#### Do this
Return the exact lines spanning from the line with "cliff in the photo above." through the last line of the entries, boundaries included, and no others.

════════

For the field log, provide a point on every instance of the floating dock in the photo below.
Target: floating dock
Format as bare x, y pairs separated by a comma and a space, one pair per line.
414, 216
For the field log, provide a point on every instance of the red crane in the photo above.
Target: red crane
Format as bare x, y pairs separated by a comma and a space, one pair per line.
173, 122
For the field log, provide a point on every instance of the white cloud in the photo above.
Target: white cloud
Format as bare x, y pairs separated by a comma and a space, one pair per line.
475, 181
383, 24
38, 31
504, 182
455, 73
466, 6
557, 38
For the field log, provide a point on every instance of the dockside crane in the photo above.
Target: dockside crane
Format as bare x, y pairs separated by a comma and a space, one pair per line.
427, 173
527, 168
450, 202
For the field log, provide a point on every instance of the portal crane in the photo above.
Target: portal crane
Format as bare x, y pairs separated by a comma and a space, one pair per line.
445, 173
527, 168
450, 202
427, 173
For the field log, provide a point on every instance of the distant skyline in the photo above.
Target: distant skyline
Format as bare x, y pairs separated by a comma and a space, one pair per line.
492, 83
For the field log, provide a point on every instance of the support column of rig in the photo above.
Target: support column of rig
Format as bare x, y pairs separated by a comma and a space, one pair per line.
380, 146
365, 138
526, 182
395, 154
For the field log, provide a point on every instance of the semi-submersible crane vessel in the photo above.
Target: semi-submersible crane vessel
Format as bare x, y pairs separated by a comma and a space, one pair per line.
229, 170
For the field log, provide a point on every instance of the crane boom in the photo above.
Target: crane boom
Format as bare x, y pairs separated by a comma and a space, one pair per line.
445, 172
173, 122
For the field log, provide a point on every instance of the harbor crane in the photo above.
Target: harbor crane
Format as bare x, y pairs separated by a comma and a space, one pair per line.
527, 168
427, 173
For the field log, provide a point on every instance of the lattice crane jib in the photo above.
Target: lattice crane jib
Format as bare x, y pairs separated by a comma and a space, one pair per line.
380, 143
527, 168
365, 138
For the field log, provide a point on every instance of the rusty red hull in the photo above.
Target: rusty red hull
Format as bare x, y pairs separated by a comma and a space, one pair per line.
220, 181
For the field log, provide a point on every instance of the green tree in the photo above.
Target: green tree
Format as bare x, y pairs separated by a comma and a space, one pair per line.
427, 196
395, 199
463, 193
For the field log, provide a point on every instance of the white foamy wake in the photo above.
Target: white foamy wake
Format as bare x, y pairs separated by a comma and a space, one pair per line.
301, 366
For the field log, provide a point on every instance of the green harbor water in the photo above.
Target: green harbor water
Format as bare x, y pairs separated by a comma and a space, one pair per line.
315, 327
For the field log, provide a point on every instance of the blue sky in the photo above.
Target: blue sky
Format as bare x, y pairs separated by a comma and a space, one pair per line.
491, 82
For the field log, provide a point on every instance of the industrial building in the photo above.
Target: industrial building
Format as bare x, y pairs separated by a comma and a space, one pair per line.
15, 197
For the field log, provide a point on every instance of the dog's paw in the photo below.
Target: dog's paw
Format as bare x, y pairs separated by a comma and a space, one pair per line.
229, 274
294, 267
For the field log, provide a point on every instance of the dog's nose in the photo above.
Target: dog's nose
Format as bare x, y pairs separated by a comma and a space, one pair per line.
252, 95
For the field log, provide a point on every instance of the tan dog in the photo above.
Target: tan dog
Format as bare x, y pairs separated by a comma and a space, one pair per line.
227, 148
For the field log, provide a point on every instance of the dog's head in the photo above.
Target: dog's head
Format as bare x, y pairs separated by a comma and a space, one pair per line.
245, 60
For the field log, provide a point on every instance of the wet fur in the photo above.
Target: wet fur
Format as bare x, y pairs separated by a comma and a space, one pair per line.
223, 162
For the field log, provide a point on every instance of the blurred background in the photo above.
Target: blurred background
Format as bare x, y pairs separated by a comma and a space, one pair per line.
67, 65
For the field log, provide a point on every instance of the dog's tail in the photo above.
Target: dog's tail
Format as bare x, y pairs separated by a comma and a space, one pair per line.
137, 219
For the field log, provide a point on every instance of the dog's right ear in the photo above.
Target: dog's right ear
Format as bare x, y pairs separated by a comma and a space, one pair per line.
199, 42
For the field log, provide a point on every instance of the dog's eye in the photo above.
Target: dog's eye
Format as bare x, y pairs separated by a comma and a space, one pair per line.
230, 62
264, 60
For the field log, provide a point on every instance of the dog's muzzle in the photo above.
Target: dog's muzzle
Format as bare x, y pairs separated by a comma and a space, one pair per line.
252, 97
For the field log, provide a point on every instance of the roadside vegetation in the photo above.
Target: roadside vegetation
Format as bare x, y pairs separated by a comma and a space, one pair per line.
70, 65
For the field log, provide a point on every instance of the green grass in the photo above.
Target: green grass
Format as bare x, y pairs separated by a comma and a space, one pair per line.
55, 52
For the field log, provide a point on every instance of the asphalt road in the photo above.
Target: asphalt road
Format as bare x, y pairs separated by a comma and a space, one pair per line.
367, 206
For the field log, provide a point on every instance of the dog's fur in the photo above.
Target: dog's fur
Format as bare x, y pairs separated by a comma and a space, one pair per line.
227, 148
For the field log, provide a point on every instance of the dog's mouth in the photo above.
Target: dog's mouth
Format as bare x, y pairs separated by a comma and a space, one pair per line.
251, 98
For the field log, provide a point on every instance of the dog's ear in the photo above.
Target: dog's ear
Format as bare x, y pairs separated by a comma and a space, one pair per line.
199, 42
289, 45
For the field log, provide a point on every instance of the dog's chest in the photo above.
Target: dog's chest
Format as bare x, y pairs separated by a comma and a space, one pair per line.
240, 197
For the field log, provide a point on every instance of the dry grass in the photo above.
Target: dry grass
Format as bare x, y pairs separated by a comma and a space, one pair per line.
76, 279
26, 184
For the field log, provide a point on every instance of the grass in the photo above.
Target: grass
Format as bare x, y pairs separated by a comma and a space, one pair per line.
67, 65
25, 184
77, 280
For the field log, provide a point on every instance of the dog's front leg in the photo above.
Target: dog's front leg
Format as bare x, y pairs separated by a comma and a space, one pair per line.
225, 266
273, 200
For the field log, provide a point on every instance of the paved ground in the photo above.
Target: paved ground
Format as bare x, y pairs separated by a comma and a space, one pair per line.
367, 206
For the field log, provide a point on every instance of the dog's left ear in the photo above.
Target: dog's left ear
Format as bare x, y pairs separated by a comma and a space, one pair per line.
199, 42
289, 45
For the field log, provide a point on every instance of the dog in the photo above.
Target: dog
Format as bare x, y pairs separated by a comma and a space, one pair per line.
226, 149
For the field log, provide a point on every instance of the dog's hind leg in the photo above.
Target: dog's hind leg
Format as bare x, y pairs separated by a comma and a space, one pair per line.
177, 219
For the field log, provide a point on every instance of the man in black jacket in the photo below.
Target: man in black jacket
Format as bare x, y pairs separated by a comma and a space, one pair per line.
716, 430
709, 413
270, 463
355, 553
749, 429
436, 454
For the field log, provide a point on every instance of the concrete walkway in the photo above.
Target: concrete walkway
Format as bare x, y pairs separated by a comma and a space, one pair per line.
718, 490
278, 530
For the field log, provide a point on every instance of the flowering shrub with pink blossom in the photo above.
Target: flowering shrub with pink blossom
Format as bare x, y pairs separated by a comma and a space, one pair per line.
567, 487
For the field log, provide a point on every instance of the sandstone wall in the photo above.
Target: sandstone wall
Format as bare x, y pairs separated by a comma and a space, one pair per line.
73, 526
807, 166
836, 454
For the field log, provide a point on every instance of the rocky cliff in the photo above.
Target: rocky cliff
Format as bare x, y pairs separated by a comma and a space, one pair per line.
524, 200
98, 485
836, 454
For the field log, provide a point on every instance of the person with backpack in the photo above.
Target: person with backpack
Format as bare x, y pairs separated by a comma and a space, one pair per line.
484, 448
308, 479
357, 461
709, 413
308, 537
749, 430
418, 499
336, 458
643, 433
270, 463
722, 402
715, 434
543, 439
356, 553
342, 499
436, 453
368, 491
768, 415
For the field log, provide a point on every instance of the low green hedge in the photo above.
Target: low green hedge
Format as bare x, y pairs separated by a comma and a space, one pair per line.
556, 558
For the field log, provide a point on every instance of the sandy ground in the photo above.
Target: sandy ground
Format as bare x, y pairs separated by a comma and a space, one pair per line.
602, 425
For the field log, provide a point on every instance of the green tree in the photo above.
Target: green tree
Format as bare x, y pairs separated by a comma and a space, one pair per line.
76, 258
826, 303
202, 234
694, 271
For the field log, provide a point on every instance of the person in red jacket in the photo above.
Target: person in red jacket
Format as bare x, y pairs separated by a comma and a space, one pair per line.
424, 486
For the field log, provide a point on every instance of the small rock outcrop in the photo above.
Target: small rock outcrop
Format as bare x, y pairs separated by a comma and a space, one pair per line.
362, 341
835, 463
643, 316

════════

#### Finished task
For the field log, provide a point on every instance of the rocky cliff in the photo above.
Target: rocky cliff
Format as bare x, y pairs separated by a comma and a space, one pair per line.
524, 200
98, 485
836, 454
For the field log, provide a point on every instance of the person with backpack in the photo above.
Target: person with backpack
Format as bare x, y pairs separated by a comma and a space, one pair per line.
484, 448
308, 479
357, 461
709, 413
308, 537
749, 430
418, 499
336, 458
643, 433
270, 463
722, 402
715, 434
543, 439
356, 553
342, 499
436, 453
368, 491
768, 415
For the field log, provide a point on every instance of the low green hedge in the photo above.
Target: low green hedge
Format as bare x, y pairs separated by a comma and a space, one pair per line.
556, 558
For the field log, provide a point on every instance of the sandy ground in the photo above.
Target: sandy ground
Format as bare x, y pairs separated by a comma and a space, one pair per line.
602, 425
For the field log, provide a point on every instance of the green tree in the photo above.
Target: green tree
Format as bare x, y pairs separated by a comma and a space, one pair per line.
76, 258
826, 303
202, 234
694, 271
For the field log, provide a point on every instance of the person in red jacket in the photo above.
Target: person in red jacket
Format as bare x, y pairs separated by a comma and a space, one pair per line.
424, 486
For the field log, provide a point on every instance of the small rock outcrop in the photo above.
Target: small rock outcrop
Format as bare x, y pairs separated by a comma and a space, one pair per line.
362, 341
835, 463
643, 316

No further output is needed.